-- Dataset rows --
* start *
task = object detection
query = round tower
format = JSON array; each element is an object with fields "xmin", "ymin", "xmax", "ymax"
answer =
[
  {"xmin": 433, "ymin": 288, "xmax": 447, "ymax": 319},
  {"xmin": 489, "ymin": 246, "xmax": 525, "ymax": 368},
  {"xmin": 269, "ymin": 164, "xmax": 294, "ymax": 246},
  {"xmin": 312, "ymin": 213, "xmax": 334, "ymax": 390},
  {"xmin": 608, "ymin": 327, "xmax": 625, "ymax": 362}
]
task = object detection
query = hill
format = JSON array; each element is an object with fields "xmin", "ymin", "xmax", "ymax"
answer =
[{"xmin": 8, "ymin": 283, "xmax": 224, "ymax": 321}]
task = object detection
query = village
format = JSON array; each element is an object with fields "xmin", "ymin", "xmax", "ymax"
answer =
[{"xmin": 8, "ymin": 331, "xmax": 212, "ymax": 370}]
* end *
-- Written instruction --
Copy the data above line for line, with no changes.

-- Response for this exercise --
task = object detection
query = round tower
format = JSON array; each element is an object with fields "xmin", "ymin", "xmax", "ymax"
answer =
[
  {"xmin": 433, "ymin": 288, "xmax": 447, "ymax": 319},
  {"xmin": 489, "ymin": 246, "xmax": 525, "ymax": 368},
  {"xmin": 269, "ymin": 164, "xmax": 294, "ymax": 246},
  {"xmin": 312, "ymin": 213, "xmax": 334, "ymax": 390},
  {"xmin": 608, "ymin": 327, "xmax": 625, "ymax": 362}
]
task = object detection
query = hill
format = JSON array; each element is an object with fields "xmin", "ymin", "xmax", "ymax"
answer =
[{"xmin": 8, "ymin": 283, "xmax": 224, "ymax": 321}]
task = object detection
query = village
format = JSON array; each element is an object with fields "xmin", "ymin", "xmax", "ymax"
answer =
[{"xmin": 8, "ymin": 331, "xmax": 212, "ymax": 370}]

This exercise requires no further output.